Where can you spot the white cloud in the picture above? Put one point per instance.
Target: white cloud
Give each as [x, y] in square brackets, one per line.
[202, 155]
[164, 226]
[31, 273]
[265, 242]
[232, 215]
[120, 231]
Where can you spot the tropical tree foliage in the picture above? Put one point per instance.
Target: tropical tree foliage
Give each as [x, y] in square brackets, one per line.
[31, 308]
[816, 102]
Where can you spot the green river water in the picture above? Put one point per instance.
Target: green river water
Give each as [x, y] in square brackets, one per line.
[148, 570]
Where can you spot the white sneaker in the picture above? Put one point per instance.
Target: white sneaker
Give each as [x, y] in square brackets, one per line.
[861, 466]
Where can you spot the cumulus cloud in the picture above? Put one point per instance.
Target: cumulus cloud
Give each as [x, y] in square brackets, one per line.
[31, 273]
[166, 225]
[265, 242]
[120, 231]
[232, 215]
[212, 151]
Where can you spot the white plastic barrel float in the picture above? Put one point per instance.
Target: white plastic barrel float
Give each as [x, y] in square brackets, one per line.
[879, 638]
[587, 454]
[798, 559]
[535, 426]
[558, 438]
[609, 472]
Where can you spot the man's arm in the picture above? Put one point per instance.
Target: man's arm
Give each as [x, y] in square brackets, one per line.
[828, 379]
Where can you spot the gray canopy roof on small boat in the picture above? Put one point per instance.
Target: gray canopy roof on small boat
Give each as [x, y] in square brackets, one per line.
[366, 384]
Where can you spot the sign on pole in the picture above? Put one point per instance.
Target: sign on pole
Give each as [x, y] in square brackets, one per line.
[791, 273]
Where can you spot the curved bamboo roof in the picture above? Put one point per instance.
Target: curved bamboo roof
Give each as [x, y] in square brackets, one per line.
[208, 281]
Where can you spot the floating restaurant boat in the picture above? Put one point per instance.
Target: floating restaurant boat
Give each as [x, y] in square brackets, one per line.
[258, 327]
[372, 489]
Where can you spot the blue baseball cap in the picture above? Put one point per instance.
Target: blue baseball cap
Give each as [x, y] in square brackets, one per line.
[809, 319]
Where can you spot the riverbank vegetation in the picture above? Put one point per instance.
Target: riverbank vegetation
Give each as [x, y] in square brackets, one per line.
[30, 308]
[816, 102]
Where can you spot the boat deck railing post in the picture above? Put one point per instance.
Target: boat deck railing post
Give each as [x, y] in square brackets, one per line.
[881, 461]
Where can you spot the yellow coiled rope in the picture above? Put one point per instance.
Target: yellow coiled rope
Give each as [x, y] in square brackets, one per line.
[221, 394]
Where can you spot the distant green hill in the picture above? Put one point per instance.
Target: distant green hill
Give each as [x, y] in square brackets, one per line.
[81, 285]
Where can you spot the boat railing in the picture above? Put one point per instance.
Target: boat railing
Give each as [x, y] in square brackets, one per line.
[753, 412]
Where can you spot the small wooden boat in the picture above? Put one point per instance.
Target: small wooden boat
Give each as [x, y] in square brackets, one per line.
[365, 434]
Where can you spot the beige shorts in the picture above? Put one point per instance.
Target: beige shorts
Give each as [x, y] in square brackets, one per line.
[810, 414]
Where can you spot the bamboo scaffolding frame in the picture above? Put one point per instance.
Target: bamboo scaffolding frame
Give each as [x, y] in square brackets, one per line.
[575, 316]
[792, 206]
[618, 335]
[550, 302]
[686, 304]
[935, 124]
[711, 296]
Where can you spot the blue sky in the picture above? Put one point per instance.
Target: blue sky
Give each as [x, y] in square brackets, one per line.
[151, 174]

__________________________________________________

Rewrite the lines from the one containing "Where can you spot the blue sky" through the end of the lines, requests included, and raise every coordinate in the answers by 98.

§ **RESULT OF THE TASK**:
Where can you spot the blue sky in the picture above? Put one point per instance.
Target: blue sky
Give each as [x, y] in square brackets, one per line.
[249, 272]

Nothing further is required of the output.